→ Problem to solve
Please convert the part of the data that opens with the line containing "of the clasped" and closes with the line containing "column 411, row 294" into a JSON list of strings, one string per line, leaving out blank lines. Include both of those lines.

→ Data for this exercise
# # # # # # #

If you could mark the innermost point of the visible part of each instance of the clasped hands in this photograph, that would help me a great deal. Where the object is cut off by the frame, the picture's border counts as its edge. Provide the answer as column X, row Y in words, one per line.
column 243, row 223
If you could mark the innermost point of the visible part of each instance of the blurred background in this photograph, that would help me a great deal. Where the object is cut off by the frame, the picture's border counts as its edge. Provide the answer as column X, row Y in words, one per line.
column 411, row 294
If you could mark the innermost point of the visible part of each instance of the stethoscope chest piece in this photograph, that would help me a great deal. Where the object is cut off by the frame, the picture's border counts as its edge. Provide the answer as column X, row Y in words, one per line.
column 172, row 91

# # # # # # #

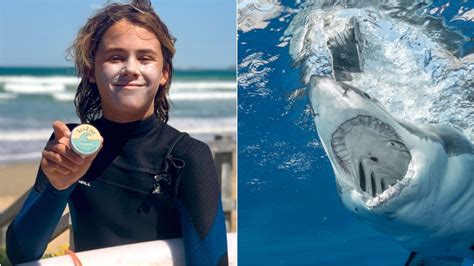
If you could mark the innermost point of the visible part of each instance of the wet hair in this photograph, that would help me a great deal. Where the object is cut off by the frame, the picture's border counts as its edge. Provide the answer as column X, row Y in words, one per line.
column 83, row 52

# # # # # # #

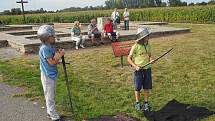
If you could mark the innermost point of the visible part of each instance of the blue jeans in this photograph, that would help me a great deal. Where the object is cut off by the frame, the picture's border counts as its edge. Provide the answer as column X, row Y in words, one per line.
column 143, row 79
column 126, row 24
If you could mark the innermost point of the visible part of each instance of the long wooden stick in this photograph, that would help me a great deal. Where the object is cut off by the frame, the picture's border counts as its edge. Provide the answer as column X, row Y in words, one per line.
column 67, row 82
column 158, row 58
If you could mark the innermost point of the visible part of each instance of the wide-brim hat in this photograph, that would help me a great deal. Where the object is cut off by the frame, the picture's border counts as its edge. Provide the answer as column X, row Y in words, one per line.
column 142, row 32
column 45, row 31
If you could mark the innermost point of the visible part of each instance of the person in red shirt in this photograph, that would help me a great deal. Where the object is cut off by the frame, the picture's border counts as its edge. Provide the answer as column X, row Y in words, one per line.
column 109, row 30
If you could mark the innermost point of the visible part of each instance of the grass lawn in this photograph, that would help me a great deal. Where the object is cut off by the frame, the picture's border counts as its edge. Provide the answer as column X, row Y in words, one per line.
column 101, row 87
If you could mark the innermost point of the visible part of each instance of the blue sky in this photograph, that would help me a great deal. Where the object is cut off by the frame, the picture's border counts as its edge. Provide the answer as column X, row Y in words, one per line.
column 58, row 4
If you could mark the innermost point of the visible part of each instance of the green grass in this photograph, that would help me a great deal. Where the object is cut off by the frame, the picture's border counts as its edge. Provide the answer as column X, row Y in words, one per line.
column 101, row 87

# # # # # # #

→ Result
[
  "If you could mark the innermost point of the visible part of each instance of the clasped hands in this photograph, that would help me a great deal. Where the object is cut off by the frame, the picture's border counts as its edge. Provide the answer as column X, row Y in words, one per line.",
  "column 243, row 223",
  "If you could mark the innermost point of the visible part of each instance of the blurred background in this photograph, that would help me a great deal. Where the object is cut off by the frame, the picture's border counts as its edge. Provide the answer as column X, row Y in words, one per line.",
  "column 411, row 294"
]